Could you give the material below again, switching each "a dot per instance" to "one point per instance" and leaving everything else as it stands?
»»
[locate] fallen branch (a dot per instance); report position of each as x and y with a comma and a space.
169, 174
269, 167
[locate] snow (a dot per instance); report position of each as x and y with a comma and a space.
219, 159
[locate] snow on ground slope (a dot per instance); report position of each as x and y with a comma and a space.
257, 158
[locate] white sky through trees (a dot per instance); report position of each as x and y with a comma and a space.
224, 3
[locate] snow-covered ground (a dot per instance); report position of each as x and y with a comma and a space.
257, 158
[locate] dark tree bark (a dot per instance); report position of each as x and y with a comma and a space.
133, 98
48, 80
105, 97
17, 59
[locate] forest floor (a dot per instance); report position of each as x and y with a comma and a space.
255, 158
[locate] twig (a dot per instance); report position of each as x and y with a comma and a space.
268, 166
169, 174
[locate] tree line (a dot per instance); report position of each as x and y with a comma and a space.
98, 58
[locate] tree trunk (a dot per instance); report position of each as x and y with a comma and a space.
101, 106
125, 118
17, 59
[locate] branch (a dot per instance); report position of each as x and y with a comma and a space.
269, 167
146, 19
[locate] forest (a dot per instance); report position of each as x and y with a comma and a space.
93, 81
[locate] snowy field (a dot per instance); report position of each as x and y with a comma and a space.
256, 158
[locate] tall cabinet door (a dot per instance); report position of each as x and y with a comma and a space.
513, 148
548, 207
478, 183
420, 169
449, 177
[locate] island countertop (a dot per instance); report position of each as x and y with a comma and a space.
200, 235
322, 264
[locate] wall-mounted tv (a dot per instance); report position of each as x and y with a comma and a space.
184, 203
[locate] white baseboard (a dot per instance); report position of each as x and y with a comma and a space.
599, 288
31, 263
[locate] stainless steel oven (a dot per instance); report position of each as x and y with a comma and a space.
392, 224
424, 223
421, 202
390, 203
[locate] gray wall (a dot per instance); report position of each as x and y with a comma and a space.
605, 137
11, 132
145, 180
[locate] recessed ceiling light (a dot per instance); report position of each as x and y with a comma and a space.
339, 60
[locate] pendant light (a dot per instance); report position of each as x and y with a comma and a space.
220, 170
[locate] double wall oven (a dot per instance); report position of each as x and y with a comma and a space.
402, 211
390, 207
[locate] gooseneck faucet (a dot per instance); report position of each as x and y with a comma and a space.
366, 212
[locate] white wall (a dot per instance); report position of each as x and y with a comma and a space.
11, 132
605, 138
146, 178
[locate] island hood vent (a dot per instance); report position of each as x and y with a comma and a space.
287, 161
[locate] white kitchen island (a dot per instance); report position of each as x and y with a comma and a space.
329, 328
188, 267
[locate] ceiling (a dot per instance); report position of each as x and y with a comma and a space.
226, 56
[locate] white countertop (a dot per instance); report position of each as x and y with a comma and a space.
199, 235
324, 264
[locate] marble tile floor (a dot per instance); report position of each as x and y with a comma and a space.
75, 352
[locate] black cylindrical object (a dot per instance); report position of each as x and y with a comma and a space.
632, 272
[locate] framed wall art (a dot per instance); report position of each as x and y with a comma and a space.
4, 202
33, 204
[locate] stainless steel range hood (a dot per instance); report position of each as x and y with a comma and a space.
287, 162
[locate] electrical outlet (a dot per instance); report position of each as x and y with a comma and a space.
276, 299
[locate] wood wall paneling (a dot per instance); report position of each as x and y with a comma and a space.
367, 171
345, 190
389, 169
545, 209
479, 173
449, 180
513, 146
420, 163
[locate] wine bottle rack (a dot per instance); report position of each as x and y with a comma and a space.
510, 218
««
EXERCISE RESULT:
[locate] fallen branch (one point per instance); report position of each as x and y with a comma and a space.
169, 174
269, 167
[locate] snow (one point per instance); report position of each as x and y with a comma and a space.
219, 159
[locate] snow on ground slope (one point per instance); report position of each as x and y with a comma and a space.
257, 158
[locate] white sky through trees (one point per instance); report position of each as x and y with a comma and a space.
224, 3
[locate] snow-covered ground (one point per instance); report position of each as x and y with a comma and a space.
257, 158
[locate] dark tree bark (one point per instance); report position of each as x and y with a comma and a space.
133, 98
48, 80
105, 97
17, 59
[locate] forest floor (one point per instance); report position of each as x and y with a comma and a space.
255, 158
[locate] twig (one point per instance); report position of each as x and y with a comma and a space.
268, 166
169, 174
[locate] tree line (one point per instance); report position of each as x and y with a comma and a space.
98, 58
[locate] tree trunk (one point per instance); report position of each as x and y with a comma and a space.
101, 106
125, 118
17, 59
[locate] branch (one point per instance); report position of each as x and y with a comma and a space.
269, 167
146, 19
[locate] forest (one point per instance); report position of each as x and y with a comma and a space.
93, 81
[locate] snowy field (one point per instance); report position of each as x and y with a comma and a space.
256, 158
[locate] tall cabinet door (one point per instance); report position of each as x and y with a comma and a space.
513, 148
548, 207
478, 183
420, 169
449, 177
[locate] island countertop (one point per instance); report position of each as x and y with a comma and a space.
200, 235
322, 264
[locate] wall-mounted tv (one point per instance); report position of each as x and y with a comma and a space.
184, 203
[locate] white baseboard (one point per instance); report position of each as x and y with a comma and a space.
599, 288
31, 263
[locate] stainless steel oven (one point per instance); report position of each as x and y with a comma and a space.
392, 224
424, 223
421, 202
390, 203
[locate] gray wall (one point per instance); report position of each as x and y with a comma and a space.
605, 137
11, 132
145, 180
[locate] recessed ceiling light (one point per instance); report position of each as x and y with a comma and a space.
339, 60
[locate] pendant light (one point per instance); report position of each as x and y with a comma and a space.
220, 170
[locate] double wall oven (one point per instance); report position of each as x and y with a comma and a space.
402, 211
390, 207
[locate] gooseneck faucet (one point per instance); report position of each as x and y with a comma and a space.
366, 212
[locate] white wall (one point per instance); report position of each as x and y with a comma and a space.
11, 132
605, 138
146, 178
[locate] island hood vent (one point per instance); report position of each as x and y with a comma and a space.
287, 161
[locate] white kitchen island (one point per instance); report position of each as x and y with a comma and a space.
329, 328
188, 267
[locate] ceiling (one point per instance); report position of each as x and y with a comma and a space.
226, 56
[locate] white countertop (one point per instance); report position of each as x and y with a comma and a space.
199, 235
324, 264
[locate] marble tile floor (one point per instance); report position of each as x and y with a comma and a space.
75, 352
[locate] black cylindrical object (one point per instance); report position of each as x and y with a comma and a space.
632, 272
[locate] framed wall art (one point per instance); report position of each as x and y with a comma and a space.
4, 202
33, 204
[locate] stainless steel range hood (one point per instance); report position of each as x and y with a comma and a space.
287, 162
[locate] electrical outlet (one point per instance); report position of each as x and y with a comma and a space.
276, 299
[locate] wood wall paneling (one point per instance); report position of each as x and y with a comma and a space.
367, 171
345, 190
389, 169
545, 209
479, 173
449, 180
513, 146
420, 163
[locate] wine bottle rack (one point per instance); report position of each as x and y with a comma and a space.
510, 218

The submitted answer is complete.